- TASK:
Exactly as written, transcribe the lines that run from the one containing "compact form (406,13)." to the end of the records below.

- DATA FOR THE TASK:
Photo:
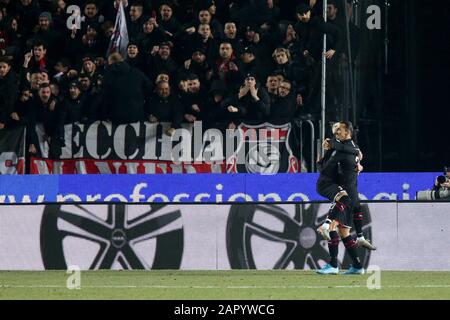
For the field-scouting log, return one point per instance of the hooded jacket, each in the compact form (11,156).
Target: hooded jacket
(125,90)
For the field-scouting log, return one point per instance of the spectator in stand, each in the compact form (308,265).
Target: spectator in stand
(74,105)
(203,40)
(22,106)
(272,85)
(134,57)
(37,60)
(215,110)
(199,66)
(45,33)
(44,109)
(151,36)
(165,106)
(163,76)
(167,21)
(8,92)
(86,83)
(226,66)
(162,61)
(250,64)
(91,15)
(205,17)
(194,100)
(136,21)
(90,42)
(284,108)
(89,67)
(230,34)
(125,90)
(251,102)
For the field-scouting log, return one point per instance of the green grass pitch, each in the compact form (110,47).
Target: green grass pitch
(217,285)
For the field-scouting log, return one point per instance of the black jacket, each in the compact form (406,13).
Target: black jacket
(8,96)
(252,110)
(165,109)
(73,110)
(341,160)
(125,90)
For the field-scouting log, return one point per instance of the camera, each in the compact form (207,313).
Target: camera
(438,192)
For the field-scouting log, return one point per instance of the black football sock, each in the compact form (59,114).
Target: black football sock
(358,221)
(333,248)
(350,245)
(339,208)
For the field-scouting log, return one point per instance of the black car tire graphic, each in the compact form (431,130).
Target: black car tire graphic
(115,236)
(303,246)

- TASK RESPONSE:
For the field-scouting log, return one point per instance of the black jacket, each in the compact form (406,13).
Target: black jacket
(8,96)
(252,110)
(165,109)
(73,110)
(341,160)
(125,90)
For the field-scouting log, return one point per instance of the camera, each in the compact form (207,313).
Target: camera
(438,192)
For the field-scouting log, return one point per instance of the black football sock, each in the compact form (59,114).
Target: black football sock
(358,221)
(333,248)
(350,245)
(339,208)
For the field-scouting log, return one point per instance of the black car tire graphic, each in the compact form (431,130).
Target: black car tire graphic
(115,236)
(303,246)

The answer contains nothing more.